[Begin PAGE EXCERPT]

Model tuner 204 can tune a model hyper-parameters based on an infrastructure configuration (e.g., as discussed above). The infrastructure configuration may be received from an infrastructure tuner 208 (e.g., as a tuned infrastructure configuration). Model tuner 204 may send the tuned model to infrastructure tuner 208 and benchmarker 206. Infrastructure tuner 208 may tune or generate an infrastructure configuration based on the tuned model (e.g., as discussed above). In comparison, benchmarker 206 may use the tuned model to benchmark (e.g., determine performance characteristics) a paired tuned infrastructure configuration and model hyper-parameter set.

Infrastructure tuner 208 may tune or generate an infrastructure configuration based on model hyper-parameter information received from model tuner 204 For example, infrastructure tuner 208 may include configuration values (e.g., resource models or vendors, resource functions such as clock speed, etc.) associated with particular hyper-parameter settings or combinations of settings. In some examples, the configuration value associations may be based upon probabilistic or learned processes (e.g., based upon prior joint hyper-parameter and infrastructure configuration generation and/or updated regularly).

Infrastructure tuner 208 may send the generated infrastructure configuration to benchmarker 206 to benchmark the infrastructure configuration using tuned model hyper-parameters (as discussed above). Benchmarker 206 may deploy resources of infrastructures resources 210 according to the received infrastructure configuration and execute a portion of training a model (e.g., over the deployed resources) using the tuned model hyper-parameters. Performance information may be provided to infrastructure tuner 208 for iterating a new infrastructure configuration and/or updating associations between hyper-parameters and resources. Benchmarker 206 may also provide the performance information to cost to performance ratio calculator 202 (as discussed above).

FIG. 3 depicts a method 300 for generating recommended model hyper-parameters and infrastructure configurations. Method 300 may be performed, for example, by system 100. At step 302, resources infrastructure resources metadata are received, which may include resource information for a machine learning infrastructure such as location information, interface protocols, cost information, and the like.

[End PAGE EXCERPT]
[Begin GIVEN RECORDS]

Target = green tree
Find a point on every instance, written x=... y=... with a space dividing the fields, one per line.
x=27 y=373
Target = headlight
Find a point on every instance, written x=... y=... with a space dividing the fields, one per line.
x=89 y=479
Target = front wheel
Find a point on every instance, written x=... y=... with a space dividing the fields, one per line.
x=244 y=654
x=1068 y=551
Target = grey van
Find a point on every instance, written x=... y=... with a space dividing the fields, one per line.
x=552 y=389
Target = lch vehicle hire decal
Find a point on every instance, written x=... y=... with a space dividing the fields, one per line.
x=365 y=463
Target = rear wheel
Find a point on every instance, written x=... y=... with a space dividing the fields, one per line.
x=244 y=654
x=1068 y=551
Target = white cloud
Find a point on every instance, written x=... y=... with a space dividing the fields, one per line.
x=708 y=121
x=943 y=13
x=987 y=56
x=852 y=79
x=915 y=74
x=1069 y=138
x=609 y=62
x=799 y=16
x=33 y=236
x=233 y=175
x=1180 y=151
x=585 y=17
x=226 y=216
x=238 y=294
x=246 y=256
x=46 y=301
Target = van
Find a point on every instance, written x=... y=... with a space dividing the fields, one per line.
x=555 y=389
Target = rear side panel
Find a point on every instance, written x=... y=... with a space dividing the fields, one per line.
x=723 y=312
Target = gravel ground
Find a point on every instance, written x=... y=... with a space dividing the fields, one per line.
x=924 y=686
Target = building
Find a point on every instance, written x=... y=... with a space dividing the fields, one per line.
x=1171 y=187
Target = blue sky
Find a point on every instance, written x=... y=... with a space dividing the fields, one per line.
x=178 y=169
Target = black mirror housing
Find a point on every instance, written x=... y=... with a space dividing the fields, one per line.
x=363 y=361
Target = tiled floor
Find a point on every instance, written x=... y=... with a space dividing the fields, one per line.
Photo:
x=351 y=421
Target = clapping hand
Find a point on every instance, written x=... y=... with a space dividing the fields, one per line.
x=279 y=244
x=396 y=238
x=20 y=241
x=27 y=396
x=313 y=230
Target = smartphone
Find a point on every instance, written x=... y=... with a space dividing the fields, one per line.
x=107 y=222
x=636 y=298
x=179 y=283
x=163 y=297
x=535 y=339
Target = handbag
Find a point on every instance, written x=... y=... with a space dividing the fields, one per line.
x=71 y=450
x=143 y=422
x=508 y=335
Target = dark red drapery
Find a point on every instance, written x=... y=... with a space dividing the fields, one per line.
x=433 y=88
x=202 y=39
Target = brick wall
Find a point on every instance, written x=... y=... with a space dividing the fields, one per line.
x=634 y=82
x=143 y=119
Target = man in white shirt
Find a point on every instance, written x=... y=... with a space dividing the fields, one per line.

[End GIVEN RECORDS]

REQUIRED TASKS:
1. Answer the following from the excerpt on model and infrastructure tuning:
(a) From which component may the infrastructure configuration used by model tuner 204 be received?
(b) To which calculator may benchmarker 206 also provide performance information?
(c) Which figure depicts method 300?
2. List every item in the excerpt on model and infrastructure tuning that is identified by a reference numeral, not counting the figure, and give each with its numeral.
3. Reproduce from the excerpt on model and infrastructure tuning the part that begins with the words containing "Model tuner 204 can" and ends with "model hyper-parameter set.".
The material shown above is distinct from the excerpt on model and infrastructure tuning.

EXERCISE RESPONSES:
1.
(a) Infrastructure tuner 208
(b) Cost to performance ratio calculator 202
(c) FIG. 3

2.
- Model tuner 204
- Infrastructure tuner 208
- Benchmarker 206
- Infrastructures resources 210
- Cost to performance ratio calculator 202
- Method 300
- System 100
- Step 302

3.
Model tuner 204 can tune a model hyper-parameters based on an infrastructure configuration (e.g., as discussed above). The infrastructure configuration may be received from an infrastructure tuner 208 (e.g., as a tuned infrastructure configuration). Model tuner 204 may send the tuned model to infrastructure tuner 208 and benchmarker 206. Infrastructure tuner 208 may tune or generate an infrastructure configuration based on the tuned model (e.g., as discussed above). In comparison, benchmarker 206 may use the tuned model to benchmark (e.g., determine performance characteristics) a paired tuned infrastructure configuration and model hyper-parameter set.